Segmentation mask data
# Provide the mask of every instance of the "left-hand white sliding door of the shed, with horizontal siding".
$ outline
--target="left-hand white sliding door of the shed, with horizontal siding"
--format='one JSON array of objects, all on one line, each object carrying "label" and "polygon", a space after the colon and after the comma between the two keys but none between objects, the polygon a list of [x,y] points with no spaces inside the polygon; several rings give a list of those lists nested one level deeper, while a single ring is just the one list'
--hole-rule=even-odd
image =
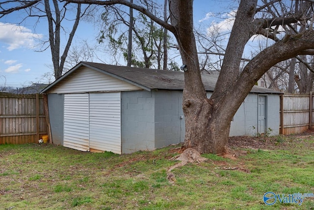
[{"label": "left-hand white sliding door of the shed, with horizontal siding", "polygon": [[64,147],[89,151],[88,104],[88,93],[64,95]]}]

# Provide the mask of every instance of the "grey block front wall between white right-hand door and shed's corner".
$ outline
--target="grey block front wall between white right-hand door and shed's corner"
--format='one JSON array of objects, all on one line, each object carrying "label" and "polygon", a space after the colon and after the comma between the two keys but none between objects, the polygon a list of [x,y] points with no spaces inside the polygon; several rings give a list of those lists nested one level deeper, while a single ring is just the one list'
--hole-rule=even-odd
[{"label": "grey block front wall between white right-hand door and shed's corner", "polygon": [[154,103],[150,91],[121,92],[122,153],[155,149]]}]

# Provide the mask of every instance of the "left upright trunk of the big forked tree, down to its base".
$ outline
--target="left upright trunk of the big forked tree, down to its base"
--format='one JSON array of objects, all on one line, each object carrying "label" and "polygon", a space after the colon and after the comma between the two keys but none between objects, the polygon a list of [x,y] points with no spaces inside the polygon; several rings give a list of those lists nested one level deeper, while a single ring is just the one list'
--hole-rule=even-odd
[{"label": "left upright trunk of the big forked tree, down to its base", "polygon": [[206,97],[199,71],[196,43],[193,33],[193,1],[169,0],[171,25],[175,27],[184,72],[183,112],[185,116],[184,147],[196,148],[200,152],[208,145],[208,122],[211,106]]}]

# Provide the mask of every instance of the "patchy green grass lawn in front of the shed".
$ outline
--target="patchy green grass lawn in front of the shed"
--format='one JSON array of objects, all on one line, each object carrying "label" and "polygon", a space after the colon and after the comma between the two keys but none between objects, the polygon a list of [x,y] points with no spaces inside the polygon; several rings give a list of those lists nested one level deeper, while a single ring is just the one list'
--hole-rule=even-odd
[{"label": "patchy green grass lawn in front of the shed", "polygon": [[0,210],[314,210],[263,203],[276,194],[314,193],[314,137],[256,138],[269,148],[235,147],[236,160],[209,160],[172,171],[178,146],[116,155],[49,144],[0,145]]}]

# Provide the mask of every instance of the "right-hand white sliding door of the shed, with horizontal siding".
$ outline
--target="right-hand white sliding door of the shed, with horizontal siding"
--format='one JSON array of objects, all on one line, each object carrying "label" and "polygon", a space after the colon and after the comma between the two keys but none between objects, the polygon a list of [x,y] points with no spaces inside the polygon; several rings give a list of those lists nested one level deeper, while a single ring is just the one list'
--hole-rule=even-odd
[{"label": "right-hand white sliding door of the shed, with horizontal siding", "polygon": [[121,154],[121,93],[89,95],[90,150]]}]

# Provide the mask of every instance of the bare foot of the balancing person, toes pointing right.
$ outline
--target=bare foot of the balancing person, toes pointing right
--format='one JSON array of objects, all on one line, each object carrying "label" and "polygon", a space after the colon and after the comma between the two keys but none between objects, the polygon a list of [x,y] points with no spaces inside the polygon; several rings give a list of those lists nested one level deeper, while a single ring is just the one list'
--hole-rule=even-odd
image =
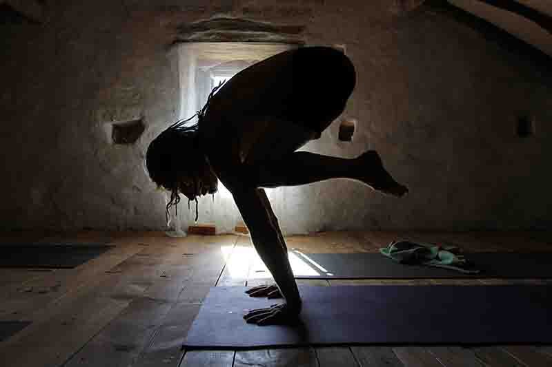
[{"label": "bare foot of the balancing person, toes pointing right", "polygon": [[395,181],[384,168],[382,158],[375,150],[368,150],[357,157],[362,176],[359,180],[376,191],[400,198],[408,193],[408,188]]}]

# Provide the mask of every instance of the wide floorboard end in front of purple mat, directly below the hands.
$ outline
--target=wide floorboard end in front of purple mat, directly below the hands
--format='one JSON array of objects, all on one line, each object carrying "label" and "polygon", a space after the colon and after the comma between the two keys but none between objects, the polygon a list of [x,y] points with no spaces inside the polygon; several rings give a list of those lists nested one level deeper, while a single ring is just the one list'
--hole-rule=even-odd
[{"label": "wide floorboard end in front of purple mat, directly below the hands", "polygon": [[[313,348],[237,351],[234,367],[317,367]],[[335,365],[337,366],[337,365]]]}]

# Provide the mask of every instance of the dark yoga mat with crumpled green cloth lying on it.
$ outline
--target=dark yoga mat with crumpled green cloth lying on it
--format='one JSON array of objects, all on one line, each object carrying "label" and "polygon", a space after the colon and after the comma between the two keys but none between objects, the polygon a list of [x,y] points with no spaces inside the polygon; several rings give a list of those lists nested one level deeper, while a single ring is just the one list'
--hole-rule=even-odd
[{"label": "dark yoga mat with crumpled green cloth lying on it", "polygon": [[397,264],[381,253],[293,253],[319,273],[295,276],[302,279],[552,277],[552,253],[466,253],[475,269],[480,270],[477,274]]}]

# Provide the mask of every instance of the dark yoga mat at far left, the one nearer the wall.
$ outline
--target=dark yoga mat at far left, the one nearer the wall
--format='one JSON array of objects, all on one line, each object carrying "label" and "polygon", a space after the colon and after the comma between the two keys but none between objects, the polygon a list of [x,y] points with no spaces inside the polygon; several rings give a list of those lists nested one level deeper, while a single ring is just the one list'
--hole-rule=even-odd
[{"label": "dark yoga mat at far left, the one nearer the wall", "polygon": [[1,268],[70,269],[105,253],[104,244],[14,244],[0,246]]}]

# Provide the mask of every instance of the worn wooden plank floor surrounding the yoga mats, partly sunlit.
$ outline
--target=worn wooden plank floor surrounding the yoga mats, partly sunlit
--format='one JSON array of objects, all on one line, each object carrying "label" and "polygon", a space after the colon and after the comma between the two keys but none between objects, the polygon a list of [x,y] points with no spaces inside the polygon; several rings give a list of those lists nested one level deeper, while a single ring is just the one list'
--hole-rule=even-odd
[{"label": "worn wooden plank floor surrounding the yoga mats, partly sunlit", "polygon": [[[371,252],[391,240],[466,251],[552,251],[548,233],[333,232],[287,238],[305,253]],[[0,321],[32,324],[0,342],[0,366],[552,366],[551,346],[351,346],[181,350],[211,286],[270,282],[249,238],[164,233],[3,235],[14,242],[102,242],[115,249],[76,269],[0,269]],[[552,280],[301,280],[301,284],[551,284]],[[515,315],[513,315],[515,317]],[[552,329],[551,329],[552,332]]]}]

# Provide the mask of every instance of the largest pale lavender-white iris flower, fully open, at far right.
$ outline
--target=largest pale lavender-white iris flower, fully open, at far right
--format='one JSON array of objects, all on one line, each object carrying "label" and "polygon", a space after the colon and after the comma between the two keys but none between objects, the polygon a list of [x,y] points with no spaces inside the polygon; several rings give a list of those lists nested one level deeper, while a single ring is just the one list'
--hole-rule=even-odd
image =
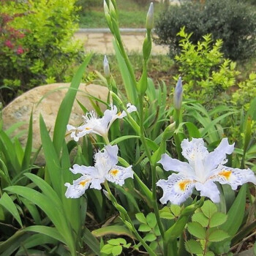
[{"label": "largest pale lavender-white iris flower, fully open, at far right", "polygon": [[225,166],[226,154],[232,154],[234,144],[230,145],[227,138],[222,139],[219,146],[209,153],[203,139],[185,139],[181,143],[182,155],[188,160],[181,162],[163,154],[159,163],[165,170],[173,170],[167,180],[159,180],[157,186],[162,187],[161,203],[169,200],[173,204],[181,204],[197,189],[201,196],[209,197],[214,203],[219,203],[219,189],[215,181],[229,184],[233,190],[246,182],[256,184],[252,170]]}]

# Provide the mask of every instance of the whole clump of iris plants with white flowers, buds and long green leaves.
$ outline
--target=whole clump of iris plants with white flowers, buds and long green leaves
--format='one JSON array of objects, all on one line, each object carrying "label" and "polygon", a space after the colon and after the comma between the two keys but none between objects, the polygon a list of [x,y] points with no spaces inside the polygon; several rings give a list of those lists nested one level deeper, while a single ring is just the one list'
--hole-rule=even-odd
[{"label": "whole clump of iris plants with white flowers, buds and long green leaves", "polygon": [[[256,227],[256,98],[245,110],[223,102],[207,110],[183,98],[178,77],[170,99],[165,83],[148,78],[153,4],[140,78],[121,42],[116,1],[104,5],[124,89],[105,56],[98,75],[108,102],[90,97],[94,111],[81,105],[82,124],[70,125],[87,56],[53,139],[40,117],[43,167],[31,158],[33,116],[25,148],[0,116],[0,255],[233,255]],[[227,138],[231,121],[236,143]]]}]

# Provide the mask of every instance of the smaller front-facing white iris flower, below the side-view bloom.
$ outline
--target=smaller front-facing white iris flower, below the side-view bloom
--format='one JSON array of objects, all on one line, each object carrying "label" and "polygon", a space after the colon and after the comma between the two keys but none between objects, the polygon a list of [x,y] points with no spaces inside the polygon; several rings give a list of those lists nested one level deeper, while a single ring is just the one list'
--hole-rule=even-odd
[{"label": "smaller front-facing white iris flower, below the side-view bloom", "polygon": [[80,178],[73,181],[73,184],[66,183],[67,198],[78,198],[86,192],[86,189],[102,189],[104,181],[110,181],[120,186],[124,185],[126,178],[133,178],[132,165],[121,167],[118,162],[118,146],[105,146],[103,151],[94,155],[95,165],[84,166],[74,165],[70,168],[74,174],[82,174]]}]

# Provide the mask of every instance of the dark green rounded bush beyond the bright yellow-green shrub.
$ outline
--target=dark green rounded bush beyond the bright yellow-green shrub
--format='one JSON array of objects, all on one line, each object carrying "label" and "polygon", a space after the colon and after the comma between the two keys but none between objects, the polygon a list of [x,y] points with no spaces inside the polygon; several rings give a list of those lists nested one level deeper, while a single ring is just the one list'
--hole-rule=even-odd
[{"label": "dark green rounded bush beyond the bright yellow-green shrub", "polygon": [[256,50],[256,14],[252,7],[241,1],[208,0],[184,1],[180,6],[170,6],[159,15],[156,33],[159,44],[169,45],[170,55],[178,53],[176,34],[186,26],[192,34],[190,40],[196,43],[203,35],[212,34],[213,39],[223,39],[222,51],[225,57],[246,59]]}]

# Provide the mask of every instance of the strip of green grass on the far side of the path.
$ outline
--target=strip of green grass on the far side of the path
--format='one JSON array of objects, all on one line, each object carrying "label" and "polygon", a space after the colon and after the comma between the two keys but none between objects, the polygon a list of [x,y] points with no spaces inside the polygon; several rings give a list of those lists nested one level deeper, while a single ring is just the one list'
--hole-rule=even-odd
[{"label": "strip of green grass on the far side of the path", "polygon": [[[148,4],[138,4],[132,0],[117,0],[119,14],[119,26],[121,28],[143,28],[145,27]],[[163,4],[155,3],[154,12],[158,15]],[[86,8],[80,12],[80,28],[107,28],[103,6]]]}]

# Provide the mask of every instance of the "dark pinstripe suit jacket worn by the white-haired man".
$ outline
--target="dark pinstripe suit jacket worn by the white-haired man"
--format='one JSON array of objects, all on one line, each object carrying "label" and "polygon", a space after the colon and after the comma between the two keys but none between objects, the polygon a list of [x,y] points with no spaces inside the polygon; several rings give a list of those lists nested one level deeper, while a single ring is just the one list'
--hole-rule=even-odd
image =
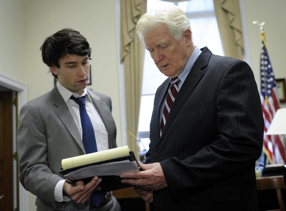
[{"label": "dark pinstripe suit jacket worn by the white-haired man", "polygon": [[169,79],[155,95],[146,163],[160,162],[168,187],[153,192],[154,210],[259,210],[254,170],[264,122],[257,84],[247,63],[201,50],[161,137]]}]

• **What the task asks**:
Within the data above, the span starting at the line containing "# Provide the mask of every instance of the whole" and ending at the line containing "--target=whole clump of" is to be retyped exactly, with no other lines.

• **Solution for this task**:
# Provide the mask of every instance of the whole clump of iris plants with white flowers, buds and long green leaves.
$ outline
--target=whole clump of iris plants with white flowers, buds and long green leaves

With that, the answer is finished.